In cities, however, the living conditions worsened regardless of the recently achieved new legal and institutional framework.
ACHIEVING A NEW LEGAL FRAMEWORK FOR CITIES
The fight against the dictatorship that took over the country with a military coup in 1964 culminated in a Constituent Assembly that drafted and voted the 1988 Federal Constitution. As a consequence of Urban Reform Movements mobilization, for the first time in Brazil’s constitutional history, two chapters on cities were included in the charter. In 2001, Federal Law # 10,257, also known as the City Statute of Brazil, was passed to regulate the provisions enshrined in the 1988 Constitution. The new statute contained the main principles for Urban Reform: the social function of property and the social function of the city. In 2003, the Ministry of Cities was created, this would not necessarily have been a breakthrough in itself had it not been a claim of the organized urban movements.
Between 2004 and 2013, conferences on the development of cities were held in Brazil. They promoted a discussion process, which originated in the municipalities, went through state legislatures, and culminated with the election of delegates to the National Assembly in Brasília, where claims on urban policy are then agreed. In 2004, the National Council of Cities was created. In 2005, Federal Law # 11,107 on Public Consortia was passed. This statute intended to assist city administrations in promoting shared actions across the Brazilian territory. In 2007, a Federal Law established the regulatory framework for sanitation; this took place after 13 years during which sanitation policies were left in the limbo due to a tug of war over privatization.

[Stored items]
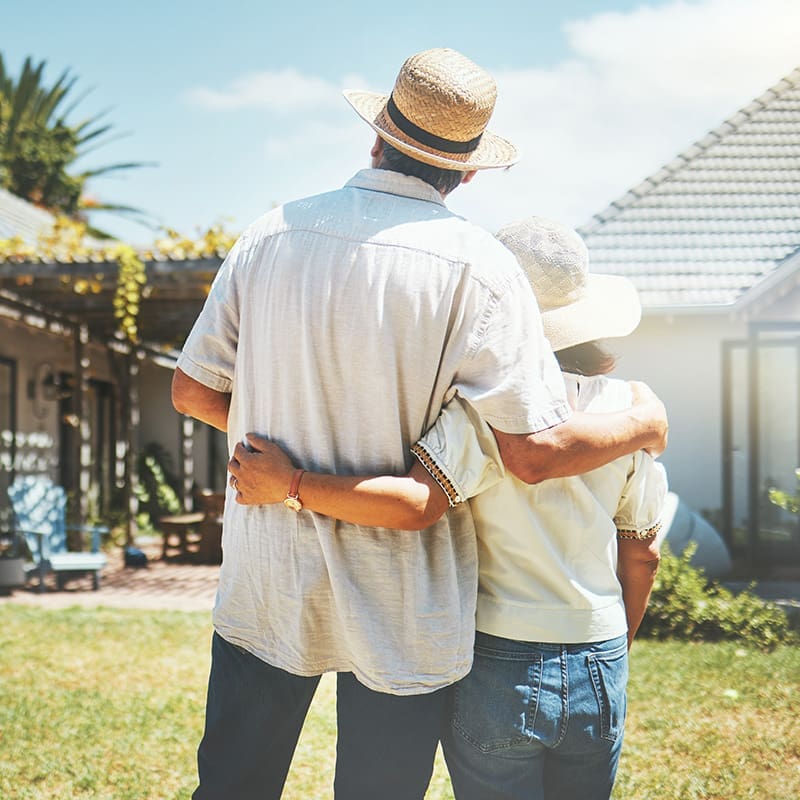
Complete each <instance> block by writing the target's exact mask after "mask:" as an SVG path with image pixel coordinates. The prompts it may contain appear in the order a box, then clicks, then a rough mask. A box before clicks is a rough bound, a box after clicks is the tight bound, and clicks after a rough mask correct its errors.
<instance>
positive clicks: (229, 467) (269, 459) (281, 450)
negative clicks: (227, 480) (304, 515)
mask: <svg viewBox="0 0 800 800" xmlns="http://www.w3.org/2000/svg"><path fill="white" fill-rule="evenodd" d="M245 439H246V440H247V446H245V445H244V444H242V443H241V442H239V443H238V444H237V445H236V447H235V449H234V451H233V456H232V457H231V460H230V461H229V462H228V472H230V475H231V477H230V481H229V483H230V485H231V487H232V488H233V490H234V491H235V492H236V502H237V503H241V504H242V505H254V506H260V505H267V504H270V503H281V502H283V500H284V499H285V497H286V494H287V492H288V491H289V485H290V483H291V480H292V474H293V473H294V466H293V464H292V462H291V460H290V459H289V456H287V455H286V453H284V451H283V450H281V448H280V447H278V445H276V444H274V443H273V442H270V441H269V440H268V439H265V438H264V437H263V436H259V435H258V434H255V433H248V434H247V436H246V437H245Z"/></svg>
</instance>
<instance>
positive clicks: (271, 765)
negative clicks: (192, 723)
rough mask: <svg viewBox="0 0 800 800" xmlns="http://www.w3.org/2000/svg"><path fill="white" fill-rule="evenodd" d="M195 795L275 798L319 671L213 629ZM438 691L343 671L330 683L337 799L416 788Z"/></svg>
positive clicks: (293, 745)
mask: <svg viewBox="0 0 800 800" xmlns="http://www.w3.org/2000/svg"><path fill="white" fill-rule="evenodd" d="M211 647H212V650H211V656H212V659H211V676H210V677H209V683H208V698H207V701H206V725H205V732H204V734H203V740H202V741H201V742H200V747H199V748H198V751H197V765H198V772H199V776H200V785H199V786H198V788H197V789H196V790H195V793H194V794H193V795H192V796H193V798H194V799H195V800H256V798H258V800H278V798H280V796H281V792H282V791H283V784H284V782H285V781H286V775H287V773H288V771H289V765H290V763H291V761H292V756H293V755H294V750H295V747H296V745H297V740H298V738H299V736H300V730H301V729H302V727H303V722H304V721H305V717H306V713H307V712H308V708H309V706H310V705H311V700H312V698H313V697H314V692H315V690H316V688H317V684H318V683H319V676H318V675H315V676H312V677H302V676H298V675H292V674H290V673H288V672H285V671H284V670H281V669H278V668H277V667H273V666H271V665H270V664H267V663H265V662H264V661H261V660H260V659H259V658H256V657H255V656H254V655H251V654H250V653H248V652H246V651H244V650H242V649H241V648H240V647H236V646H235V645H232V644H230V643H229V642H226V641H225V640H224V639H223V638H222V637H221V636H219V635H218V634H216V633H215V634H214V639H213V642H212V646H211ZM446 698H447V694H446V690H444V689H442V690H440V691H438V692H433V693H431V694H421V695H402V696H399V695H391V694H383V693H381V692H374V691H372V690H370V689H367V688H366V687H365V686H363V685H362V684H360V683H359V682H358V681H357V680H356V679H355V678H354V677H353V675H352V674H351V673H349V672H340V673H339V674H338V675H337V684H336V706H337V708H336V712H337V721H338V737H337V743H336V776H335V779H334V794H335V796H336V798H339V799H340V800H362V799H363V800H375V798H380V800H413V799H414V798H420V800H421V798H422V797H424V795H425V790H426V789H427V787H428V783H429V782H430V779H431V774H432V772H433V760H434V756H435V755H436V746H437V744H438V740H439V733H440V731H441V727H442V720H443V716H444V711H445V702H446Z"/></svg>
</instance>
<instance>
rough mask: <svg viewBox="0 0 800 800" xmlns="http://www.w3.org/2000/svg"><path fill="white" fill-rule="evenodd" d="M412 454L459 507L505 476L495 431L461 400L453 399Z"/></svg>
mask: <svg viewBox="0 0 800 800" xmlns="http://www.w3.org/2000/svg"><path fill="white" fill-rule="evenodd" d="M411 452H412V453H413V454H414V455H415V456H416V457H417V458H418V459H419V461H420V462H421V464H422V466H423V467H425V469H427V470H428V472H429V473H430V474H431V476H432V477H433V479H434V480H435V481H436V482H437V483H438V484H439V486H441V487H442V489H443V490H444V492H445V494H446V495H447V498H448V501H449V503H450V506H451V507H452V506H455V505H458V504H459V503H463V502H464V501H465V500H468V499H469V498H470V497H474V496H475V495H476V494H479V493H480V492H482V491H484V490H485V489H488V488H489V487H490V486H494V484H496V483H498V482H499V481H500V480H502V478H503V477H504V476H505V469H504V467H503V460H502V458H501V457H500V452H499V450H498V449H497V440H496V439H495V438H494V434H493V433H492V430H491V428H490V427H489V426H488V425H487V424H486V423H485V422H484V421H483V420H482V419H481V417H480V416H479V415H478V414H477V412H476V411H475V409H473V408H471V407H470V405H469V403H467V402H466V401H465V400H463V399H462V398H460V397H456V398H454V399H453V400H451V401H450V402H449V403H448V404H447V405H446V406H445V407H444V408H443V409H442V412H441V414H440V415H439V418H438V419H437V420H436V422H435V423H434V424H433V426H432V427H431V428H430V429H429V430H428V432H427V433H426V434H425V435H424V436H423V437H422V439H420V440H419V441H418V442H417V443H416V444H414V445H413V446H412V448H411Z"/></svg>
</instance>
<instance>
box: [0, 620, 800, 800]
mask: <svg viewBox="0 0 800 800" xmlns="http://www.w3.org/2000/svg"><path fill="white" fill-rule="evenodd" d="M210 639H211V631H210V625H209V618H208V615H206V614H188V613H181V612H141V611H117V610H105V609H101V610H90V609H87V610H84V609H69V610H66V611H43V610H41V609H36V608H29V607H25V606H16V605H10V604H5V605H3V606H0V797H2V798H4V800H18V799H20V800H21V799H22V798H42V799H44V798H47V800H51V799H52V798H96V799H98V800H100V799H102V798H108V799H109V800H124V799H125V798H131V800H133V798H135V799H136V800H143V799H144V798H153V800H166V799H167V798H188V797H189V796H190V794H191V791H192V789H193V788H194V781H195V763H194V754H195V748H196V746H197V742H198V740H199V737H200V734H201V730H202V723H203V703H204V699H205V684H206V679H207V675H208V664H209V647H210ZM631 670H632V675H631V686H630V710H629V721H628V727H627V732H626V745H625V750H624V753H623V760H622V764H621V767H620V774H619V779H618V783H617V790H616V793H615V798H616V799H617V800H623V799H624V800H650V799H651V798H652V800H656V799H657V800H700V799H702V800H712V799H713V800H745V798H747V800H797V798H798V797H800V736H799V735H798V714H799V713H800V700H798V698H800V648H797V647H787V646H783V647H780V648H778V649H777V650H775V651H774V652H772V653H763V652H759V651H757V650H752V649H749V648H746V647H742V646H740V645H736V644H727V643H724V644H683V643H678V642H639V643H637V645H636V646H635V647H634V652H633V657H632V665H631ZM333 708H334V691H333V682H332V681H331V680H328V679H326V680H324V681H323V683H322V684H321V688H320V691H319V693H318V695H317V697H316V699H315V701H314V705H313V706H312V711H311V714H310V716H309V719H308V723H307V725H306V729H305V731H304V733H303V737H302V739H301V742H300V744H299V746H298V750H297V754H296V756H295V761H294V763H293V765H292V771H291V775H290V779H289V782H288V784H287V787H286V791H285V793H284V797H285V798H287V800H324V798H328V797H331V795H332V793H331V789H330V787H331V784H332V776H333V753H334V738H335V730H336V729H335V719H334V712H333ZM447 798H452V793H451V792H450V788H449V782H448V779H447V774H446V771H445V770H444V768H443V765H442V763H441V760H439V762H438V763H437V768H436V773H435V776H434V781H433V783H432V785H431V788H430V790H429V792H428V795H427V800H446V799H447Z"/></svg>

**Your tasks**
a - Based on the passage on Brazil's legal framework for cities, answer yes or no to each statement and quote the deciding words of the passage. (i) The City Statute of Brazil was passed in 2001. (ii) The National Council of Cities was created in 2003. (iii) The regulatory framework for sanitation was established in 2005.
b - Convert the records, starting at their beginning and ending at the line containing "negative clicks: (227, 480) (304, 515)", into a JSON list of strings with one string per line and no blank lines. Leave the picture out.

**Solutions to the exercise**
a -
(i) Yes: "In 2001, Federal Law # 10,257, also known as the City Statute of Brazil, was passed"
(ii) No: "In 2004, the National Council of Cities was created."
(iii) No: "In 2007, a Federal Law established the regulatory framework for sanitation"

b -
[
  "Complete each <instance> block by writing the target's exact mask after \"mask:\" as an SVG path with image pixel coordinates. The prompts it may contain appear in the order a box, then clicks, then a rough mask. A box before clicks is a rough bound, a box after clicks is the tight bound, and clicks after a rough mask correct its errors.",
  "<instance>",
  "positive clicks: (229, 467) (269, 459) (281, 450)",
  "negative clicks: (227, 480) (304, 515)"
]